◆ Activity list ◆
**A.** Please list the things that the article about Syrian aid delivery says the two children and their mother on the roof did not do.
**B.** According to the article about Syrian aid delivery, how long has Mahmoud worked with the aid organization on the Turkey-Syria border?
**C.** Carry on the article about Syrian aid delivery from its last sentence.

◆ Document text ◆

Start of Block

ISTANBUL - As the war inside Syria rages, aid organizations find themselves on the outside looking in -- fully aware of the daily destruction across the border, but unable to directly reach those in need because of the violence. That's where people like Mahmoud come in.
Mahmoud, who asked to be identified using a pseudonym, is a Syrian in his thirties who has worked with a Western-backed international aid organization operating on the Turkey-Syria border for the past six months. With security concerns and bureaucratic hurdles keeping most international aid workers from actually entering this war-torn country, NGOs rely on Syrians like Mahmoud to make the hazardous trek across the border to assess the needs for assistance and deliver aid to the local population.
Syrian "implementing partners" pick up the supplies at warehouses in southern Turkey, near the border, and drive them into Syria -- avoiding major highways to mitigate the risk of being attacked by a plane or helicopter. "The roads are bad because there are many parts of the road that are destroyed because of the shelling," Mahmoud said.
It's dangerous work. Mahmoud recounted a trip to opposition-held northern Syria this winter, when a military helicopter menaced the village he was visiting. The helicopter dropped barrels filled with TNT explosives onto the town. As Mahmoud sought shelter, running toward the relative safety of a basement, he saw two children and their mother standing on the roof of a house and watching the helicopter's deadly activity. The children and their mother did not hide, nor did they point or cry out.
"This is something horrible," he said. "I still have my feelings. I am afraid of the shelling. The people who stay inside [Syria] all the time, after all this, they are not afraid of anything."

End of Block

◆ Source material ◆
Start of Block

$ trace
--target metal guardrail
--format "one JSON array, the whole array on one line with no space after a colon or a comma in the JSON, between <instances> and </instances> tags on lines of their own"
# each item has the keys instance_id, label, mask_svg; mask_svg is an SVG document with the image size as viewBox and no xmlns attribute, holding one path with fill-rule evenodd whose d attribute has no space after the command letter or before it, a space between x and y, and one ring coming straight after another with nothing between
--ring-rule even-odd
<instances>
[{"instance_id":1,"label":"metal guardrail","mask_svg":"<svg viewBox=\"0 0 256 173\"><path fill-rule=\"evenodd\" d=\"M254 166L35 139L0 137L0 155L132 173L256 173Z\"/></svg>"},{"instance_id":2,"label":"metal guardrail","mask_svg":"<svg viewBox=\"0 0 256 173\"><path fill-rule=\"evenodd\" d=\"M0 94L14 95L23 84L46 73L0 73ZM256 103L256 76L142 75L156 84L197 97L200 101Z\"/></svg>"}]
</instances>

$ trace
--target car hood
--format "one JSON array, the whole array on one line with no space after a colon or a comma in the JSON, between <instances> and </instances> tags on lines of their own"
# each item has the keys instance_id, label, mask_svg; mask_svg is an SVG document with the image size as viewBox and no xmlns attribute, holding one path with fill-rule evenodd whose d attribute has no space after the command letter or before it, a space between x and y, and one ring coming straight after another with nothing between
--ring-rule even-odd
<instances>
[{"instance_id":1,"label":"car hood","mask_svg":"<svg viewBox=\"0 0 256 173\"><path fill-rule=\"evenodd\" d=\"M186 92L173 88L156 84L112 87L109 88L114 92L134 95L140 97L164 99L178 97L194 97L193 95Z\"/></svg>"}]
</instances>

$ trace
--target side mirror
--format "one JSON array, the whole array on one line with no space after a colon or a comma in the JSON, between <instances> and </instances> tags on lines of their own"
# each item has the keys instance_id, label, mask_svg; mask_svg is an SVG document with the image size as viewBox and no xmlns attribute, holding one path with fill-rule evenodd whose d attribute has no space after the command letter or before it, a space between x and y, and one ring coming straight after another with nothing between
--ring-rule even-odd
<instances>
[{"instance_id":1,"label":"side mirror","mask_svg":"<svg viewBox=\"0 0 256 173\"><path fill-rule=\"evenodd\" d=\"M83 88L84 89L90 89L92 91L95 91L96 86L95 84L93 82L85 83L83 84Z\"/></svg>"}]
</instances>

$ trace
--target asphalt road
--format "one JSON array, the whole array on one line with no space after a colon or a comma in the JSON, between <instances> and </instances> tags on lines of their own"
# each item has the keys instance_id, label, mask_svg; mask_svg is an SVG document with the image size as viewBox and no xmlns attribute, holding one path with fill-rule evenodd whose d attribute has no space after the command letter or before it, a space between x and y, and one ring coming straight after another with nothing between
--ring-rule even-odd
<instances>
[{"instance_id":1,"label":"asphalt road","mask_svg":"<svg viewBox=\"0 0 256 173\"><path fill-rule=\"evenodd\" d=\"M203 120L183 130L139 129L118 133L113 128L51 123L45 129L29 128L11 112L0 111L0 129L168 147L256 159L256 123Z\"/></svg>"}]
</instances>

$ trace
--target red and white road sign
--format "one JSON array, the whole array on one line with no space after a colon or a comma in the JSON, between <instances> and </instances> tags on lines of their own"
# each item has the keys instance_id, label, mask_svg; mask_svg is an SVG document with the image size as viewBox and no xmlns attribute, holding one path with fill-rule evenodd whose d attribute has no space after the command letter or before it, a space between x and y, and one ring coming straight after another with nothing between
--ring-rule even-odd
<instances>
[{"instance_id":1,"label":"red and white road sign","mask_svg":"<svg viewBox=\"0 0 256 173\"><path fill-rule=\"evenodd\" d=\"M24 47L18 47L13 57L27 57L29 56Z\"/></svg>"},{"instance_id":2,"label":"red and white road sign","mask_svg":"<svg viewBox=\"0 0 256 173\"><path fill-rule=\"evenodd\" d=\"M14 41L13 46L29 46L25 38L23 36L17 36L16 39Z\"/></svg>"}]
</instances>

End of Block

◆ Answers for the exercise ◆
**A.** hide, point, cry out

**B.** For the past six months.

**C.**
Mahmoud's job is to help deliver aid, document how it is used, and gather data on the humanitarian needs inside Syria -- and then report back to his employer. It's not work that's going to be complete any time soon.
"What is going on in Syria...we will need aid for five years after the fall of the regime," he said. "It is not only the materials that you have to deal with, the destruction of buildings, the material damage. There is something else that has to do with the psychology of the people. Here there is big damage."
As the Syrian conflict approaches the two-year mark, it has left more than 60,000 dead -- and the devastation grows larger by the day. The U.N. Office for the Coordination of Humanitarian Affairs (OCHA) estimates that more than 850,000 people have become refugees. Inside Syria, the situation is even worse: There are 2 million people internally displaced and four million are in need of assistance. According to Melissa Fleming, spokeswoman for the U.N. Refugee Agency, some 7,000 Syrians are fleeing the country every day due to the worsening crisis.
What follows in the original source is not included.